QUOTED TEXT:
Oil in Colorado’s political machine
The drilling industry spends tens of millions of dollars to influence opinions and campaigns.
The oil and gas industry in the past four years has poured more than $80 million into Colorado to shape public opinion and influence campaigns and ballot initiatives, creating a political force that has had broad implications throughout the state.
Environmentalists and industry officials alike call the effort one of the best-financed operations advocating for drilling in any state. Just two months ago, that political muscle came into play when the industry successfully lobbied Republican legislators to kill legislation tightening regulation in the wake of a fatal home explosion in Firestone that investigators have blamed on a severed gas pipeline.
Energy interests also have helped elect local city council candidates more favorable to allowing drilling near housing and blunted efforts across the Front Range to restrict drilling rights. Last year, industry forces played a role in keeping the state Senate in Republican hands. They spent heavily last year to convince voters across the state to make it harder to amend the state constitution, dealing a blow to antifracking activists’ hopes to curtail drilling through a statewide ballot initiative.
The new approach has been broad, sustained and effective in its reach, according to interviews and a review of industry documents, campaign-finance records and public remarks by an industry consultant who helped develop the strategy.
Details of the efforts in Colorado were disclosed by Mark Truax, a political consultant working for the state’s top drilling companies, during a speech to industry players in 2015. In two years, Truax said, the industry had knocked on 1.7 million doors in Colorado. It had profiled more than 3.9 million voters and flooded the airwaves, internet and mailboxes with targeted messages to Coloradans ranging from Democrats receptive to President Barack Obama’s support of natural gas to hunters and anglers interested in wildlife restoration.
Oil and gas interests mobilized after ending up on the losing side of local ballot issues in 2012 and 2013 seeking to restrict drilling and after realizing that environmentalists, such as billionaire Tom Steyer, were targeting Colorado. Steyer, founder of the political advocacy group Nextgen Climate, in 2014 paid for television ads and canvassing operations for then-u.s. Sen. Mark Udall’s losing campaign against Cory Gardner. This year, when Steyer announced he was putting up at least $25 million to mobilize voters in battleground states, he pledged resources would be devoted to Colorado.
“The old approach wasn’t working anymore,” said Chris Castilian, a former director of government affairs for Anadarko Petroleum who helped put together the industry blueprint for fighting back. “Every time we saw a ballot measure at the state or local level we would get a group of industry representatives together, and we would gather around a campaign table and hire a campaign manager and put up TV ads.”

EXERCISE GOAL:
Continue the article on the oil and gas industry's political spending in Colorado, starting after the last sentence shown.

RECORDED DATA:
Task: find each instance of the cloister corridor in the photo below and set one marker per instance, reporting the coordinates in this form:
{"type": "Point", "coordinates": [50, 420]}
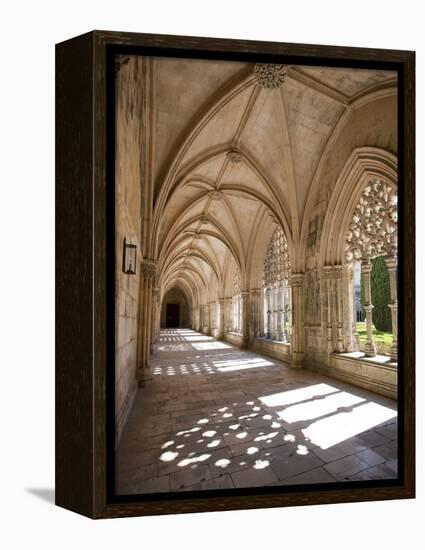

EXERCISE RESULT:
The strategy was reactive and underfunded, Castilian said, and it showed in the results.
Campaign-finance reports filed by energy companies show that in 2012 they spent $455,000 on corporate political contributions in Colorado, mostly in a diffuse manner. From 2013 through 2016, they have poured an average of more than $20 million annually into financing Colorado political campaigns for politicians and ballot issues as well as a new, unprecedented public relations effort aimed at molding public opinion — a total in excess of $80 million.
To come up with the numbers, The Denver Post reviewed campaign finance contribution and expenditure reports from the Colorado Secretary of State’s Office from 2012 to 2016, annual political activity reports published by the state’s largest drilling companies, 990 nonprofit tax returns for industry groups and contributions to issue committees linked to industry.
Going back to 2012
In 2012, voters in Longmont turned out in force to ban fracking in their community. The same year, the fifth-richest member of Congress, Jared Polis, a Democrat from Boulder, began taking a personal interest.
“This can happen to anybody. It can happen to you. It can happen to your neighbor. It can happen to your congressman,” Polis said in an interview after he filed a lawsuit seeking to stop a fracking operation that had set up across the street from his 50-acre getaway in Weld County. “The laws in Colorado are outrageously out of touch in terms of protecting property.”
With at least four other Front Range municipalities pushing anti-fracking ballot initiatives in 2013 and Polis arguing for a statewide initiative for further restrictions, top energy producers in the state crafted plans to fight back.
Anadarko Petroleum and Noble Energy, the top energy producers in the state, lead the way. Their campaign-finance records and political activity reports shows that since 2012, the companies are responsible for two-thirds of the money given to an industry political issue committee known as Protect Colorado, which has spent $30 million since 2013 on ballot initiatives and issues.
A public relations front group founded by the two companies in 2013 — Coloradans for Responsible Energy Development — also received more than $30 million in donations in its first three years of existence, according to its tax returns.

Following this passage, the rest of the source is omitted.